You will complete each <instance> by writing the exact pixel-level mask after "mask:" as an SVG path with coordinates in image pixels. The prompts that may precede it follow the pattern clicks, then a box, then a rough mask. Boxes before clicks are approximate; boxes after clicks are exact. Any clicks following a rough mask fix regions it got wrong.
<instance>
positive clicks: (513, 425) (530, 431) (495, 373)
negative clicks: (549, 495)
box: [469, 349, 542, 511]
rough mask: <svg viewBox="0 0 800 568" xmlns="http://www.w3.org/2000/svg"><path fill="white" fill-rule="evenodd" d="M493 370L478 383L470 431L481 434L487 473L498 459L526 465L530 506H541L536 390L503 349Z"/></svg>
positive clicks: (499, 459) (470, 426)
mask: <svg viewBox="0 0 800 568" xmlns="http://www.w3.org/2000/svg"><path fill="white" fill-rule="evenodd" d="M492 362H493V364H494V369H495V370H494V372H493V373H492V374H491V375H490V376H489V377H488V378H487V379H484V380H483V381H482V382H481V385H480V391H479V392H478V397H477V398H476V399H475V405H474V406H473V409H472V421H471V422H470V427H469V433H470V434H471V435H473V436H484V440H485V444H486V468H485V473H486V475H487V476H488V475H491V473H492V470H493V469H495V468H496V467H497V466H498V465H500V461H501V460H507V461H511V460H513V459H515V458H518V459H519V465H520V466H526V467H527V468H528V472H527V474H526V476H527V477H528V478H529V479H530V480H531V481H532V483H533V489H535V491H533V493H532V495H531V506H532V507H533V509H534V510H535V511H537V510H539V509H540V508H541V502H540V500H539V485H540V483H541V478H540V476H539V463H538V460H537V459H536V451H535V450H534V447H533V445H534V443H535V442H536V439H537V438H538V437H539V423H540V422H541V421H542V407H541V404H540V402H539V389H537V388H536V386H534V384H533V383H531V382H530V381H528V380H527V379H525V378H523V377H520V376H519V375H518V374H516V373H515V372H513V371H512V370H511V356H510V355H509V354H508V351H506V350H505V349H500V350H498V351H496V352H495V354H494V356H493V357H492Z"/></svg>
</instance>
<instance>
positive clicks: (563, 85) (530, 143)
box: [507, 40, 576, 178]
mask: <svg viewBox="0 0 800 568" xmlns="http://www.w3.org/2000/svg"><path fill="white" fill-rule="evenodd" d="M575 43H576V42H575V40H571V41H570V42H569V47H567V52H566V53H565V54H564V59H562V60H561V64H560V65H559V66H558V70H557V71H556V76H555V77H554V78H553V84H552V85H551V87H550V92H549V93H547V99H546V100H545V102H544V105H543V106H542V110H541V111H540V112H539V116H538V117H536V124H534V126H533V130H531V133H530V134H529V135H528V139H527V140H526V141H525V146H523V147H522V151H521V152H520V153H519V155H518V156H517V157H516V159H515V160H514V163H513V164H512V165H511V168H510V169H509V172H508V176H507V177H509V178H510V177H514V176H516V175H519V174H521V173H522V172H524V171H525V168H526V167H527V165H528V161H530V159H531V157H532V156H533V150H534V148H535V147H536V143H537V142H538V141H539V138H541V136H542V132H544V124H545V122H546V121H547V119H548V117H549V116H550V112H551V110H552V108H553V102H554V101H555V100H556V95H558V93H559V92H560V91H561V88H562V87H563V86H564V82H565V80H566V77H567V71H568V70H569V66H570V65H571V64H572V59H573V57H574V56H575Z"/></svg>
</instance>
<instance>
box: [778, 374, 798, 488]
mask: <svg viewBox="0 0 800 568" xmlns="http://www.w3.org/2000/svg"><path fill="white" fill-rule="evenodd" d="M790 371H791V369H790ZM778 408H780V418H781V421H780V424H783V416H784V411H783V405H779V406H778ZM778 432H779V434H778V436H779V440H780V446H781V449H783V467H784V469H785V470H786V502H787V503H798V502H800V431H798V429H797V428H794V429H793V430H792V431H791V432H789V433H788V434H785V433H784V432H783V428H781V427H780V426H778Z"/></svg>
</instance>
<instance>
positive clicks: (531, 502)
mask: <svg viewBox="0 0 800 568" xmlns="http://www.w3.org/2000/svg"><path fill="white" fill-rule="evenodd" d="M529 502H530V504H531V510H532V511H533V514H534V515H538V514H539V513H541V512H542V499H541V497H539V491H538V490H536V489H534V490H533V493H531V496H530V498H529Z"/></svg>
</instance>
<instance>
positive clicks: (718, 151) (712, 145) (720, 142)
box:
**********
#### What needs to be done:
Reproduce the material above without changes, starting with its first line and continuing through the line that contains "box: [469, 349, 542, 511]", with both of those lines included.

#### Answer space:
You will complete each <instance> by writing the exact pixel-level mask after "mask:" as an SVG path with coordinates in image pixels. The prompts that may precede it follow the pattern clicks, then a box, then a rough mask. Boxes before clicks are approximate; boxes after clicks are exact. Any clicks following a rough mask fix regions it got wrong.
<instance>
positive clicks: (513, 425) (530, 431) (495, 373)
negative clicks: (549, 495)
box: [469, 349, 542, 511]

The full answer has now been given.